(Source data)
◇ ◇ ◇ ◇ ◇ ◇ ◇
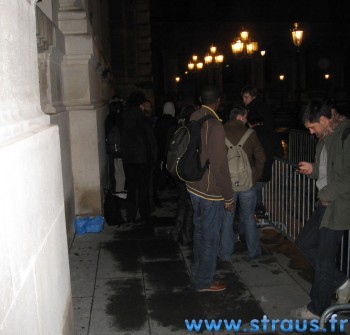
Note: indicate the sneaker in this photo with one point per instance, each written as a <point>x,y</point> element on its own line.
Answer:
<point>304,314</point>
<point>343,294</point>
<point>214,287</point>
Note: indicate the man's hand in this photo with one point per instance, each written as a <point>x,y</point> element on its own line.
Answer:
<point>229,207</point>
<point>304,168</point>
<point>324,203</point>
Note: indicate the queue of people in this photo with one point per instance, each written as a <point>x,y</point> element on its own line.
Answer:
<point>207,208</point>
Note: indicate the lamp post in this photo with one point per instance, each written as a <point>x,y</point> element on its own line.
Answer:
<point>281,77</point>
<point>243,44</point>
<point>263,53</point>
<point>327,77</point>
<point>214,62</point>
<point>297,36</point>
<point>194,65</point>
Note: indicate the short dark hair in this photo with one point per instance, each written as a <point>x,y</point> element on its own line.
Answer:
<point>135,99</point>
<point>210,94</point>
<point>237,110</point>
<point>253,91</point>
<point>315,109</point>
<point>255,119</point>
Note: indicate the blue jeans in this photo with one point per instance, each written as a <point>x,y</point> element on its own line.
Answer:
<point>247,226</point>
<point>320,247</point>
<point>259,202</point>
<point>207,220</point>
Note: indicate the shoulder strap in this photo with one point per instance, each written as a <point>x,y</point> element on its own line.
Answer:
<point>228,142</point>
<point>245,137</point>
<point>205,118</point>
<point>344,135</point>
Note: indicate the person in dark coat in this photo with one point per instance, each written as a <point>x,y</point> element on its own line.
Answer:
<point>273,148</point>
<point>256,107</point>
<point>164,129</point>
<point>113,126</point>
<point>139,153</point>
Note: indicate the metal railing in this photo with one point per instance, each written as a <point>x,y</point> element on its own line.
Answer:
<point>290,198</point>
<point>301,146</point>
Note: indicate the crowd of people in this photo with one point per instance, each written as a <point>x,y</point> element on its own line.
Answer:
<point>209,209</point>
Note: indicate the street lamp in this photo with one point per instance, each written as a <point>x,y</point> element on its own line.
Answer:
<point>194,64</point>
<point>297,36</point>
<point>214,74</point>
<point>243,44</point>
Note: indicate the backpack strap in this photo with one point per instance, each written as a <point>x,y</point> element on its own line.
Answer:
<point>344,135</point>
<point>205,118</point>
<point>245,137</point>
<point>228,142</point>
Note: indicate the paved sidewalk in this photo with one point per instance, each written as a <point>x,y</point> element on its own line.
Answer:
<point>135,280</point>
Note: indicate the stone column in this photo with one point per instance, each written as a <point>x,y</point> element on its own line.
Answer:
<point>34,278</point>
<point>82,66</point>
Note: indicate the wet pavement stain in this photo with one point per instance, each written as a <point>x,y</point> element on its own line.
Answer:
<point>164,221</point>
<point>125,253</point>
<point>171,309</point>
<point>276,242</point>
<point>160,249</point>
<point>166,275</point>
<point>127,304</point>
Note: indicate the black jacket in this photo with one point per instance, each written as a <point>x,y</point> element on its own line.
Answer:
<point>138,142</point>
<point>272,147</point>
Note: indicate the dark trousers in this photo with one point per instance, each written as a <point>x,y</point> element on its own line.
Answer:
<point>183,230</point>
<point>320,247</point>
<point>137,184</point>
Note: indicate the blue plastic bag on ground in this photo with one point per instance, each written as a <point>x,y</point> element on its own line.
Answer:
<point>88,224</point>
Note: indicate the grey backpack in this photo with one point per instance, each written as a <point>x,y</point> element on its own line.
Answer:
<point>238,163</point>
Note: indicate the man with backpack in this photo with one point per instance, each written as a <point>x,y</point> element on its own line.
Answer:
<point>244,190</point>
<point>210,196</point>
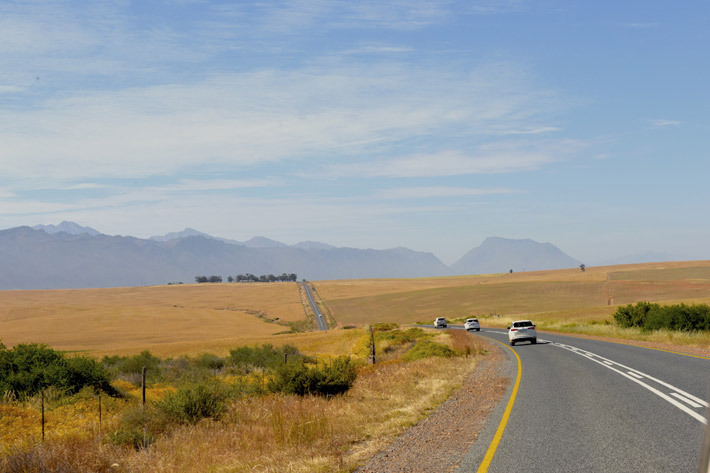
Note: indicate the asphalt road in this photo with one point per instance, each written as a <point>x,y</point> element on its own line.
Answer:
<point>320,319</point>
<point>592,406</point>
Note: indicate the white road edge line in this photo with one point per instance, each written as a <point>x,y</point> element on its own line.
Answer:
<point>686,400</point>
<point>655,391</point>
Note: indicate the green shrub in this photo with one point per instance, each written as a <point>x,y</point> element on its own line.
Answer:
<point>634,315</point>
<point>133,364</point>
<point>297,378</point>
<point>651,316</point>
<point>264,356</point>
<point>138,427</point>
<point>190,404</point>
<point>427,349</point>
<point>27,369</point>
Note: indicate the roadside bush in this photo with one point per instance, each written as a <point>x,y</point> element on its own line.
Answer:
<point>138,427</point>
<point>651,316</point>
<point>634,315</point>
<point>133,364</point>
<point>264,356</point>
<point>427,349</point>
<point>27,369</point>
<point>190,404</point>
<point>297,378</point>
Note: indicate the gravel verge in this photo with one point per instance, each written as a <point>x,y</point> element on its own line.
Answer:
<point>438,443</point>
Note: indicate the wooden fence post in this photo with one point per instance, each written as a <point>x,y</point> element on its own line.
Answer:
<point>99,416</point>
<point>145,427</point>
<point>43,415</point>
<point>372,359</point>
<point>143,387</point>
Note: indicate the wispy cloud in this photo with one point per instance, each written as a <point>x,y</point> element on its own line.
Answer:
<point>660,123</point>
<point>642,25</point>
<point>439,192</point>
<point>493,158</point>
<point>489,7</point>
<point>266,116</point>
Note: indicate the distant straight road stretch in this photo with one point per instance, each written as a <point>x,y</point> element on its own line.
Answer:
<point>593,406</point>
<point>316,311</point>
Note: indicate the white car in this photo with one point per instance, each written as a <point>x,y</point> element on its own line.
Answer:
<point>472,324</point>
<point>522,330</point>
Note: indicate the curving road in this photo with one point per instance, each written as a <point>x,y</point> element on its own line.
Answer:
<point>320,319</point>
<point>592,406</point>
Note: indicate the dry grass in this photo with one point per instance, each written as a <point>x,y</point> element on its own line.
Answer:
◇ ◇ ◇ ◇ ◇ ◇ ◇
### Set task
Output everything in the listing from the line containing "Note: indicate the blue plastic" down to the line containing "<point>210,196</point>", repeating those lines exactly.

### Exercise answer
Note: indicate the blue plastic bag on ground in this photo with one point per instance, each written as a <point>x,y</point> element on its own line.
Answer:
<point>88,224</point>
Note: indicate the grey backpack in this photo with one point per instance, each written as a <point>x,y</point> element on its own line.
Answer:
<point>238,163</point>
Note: indicate the man with backpack in this photo with one point per instance, each written as a <point>x,y</point> element on its own line.
Answer:
<point>244,190</point>
<point>210,196</point>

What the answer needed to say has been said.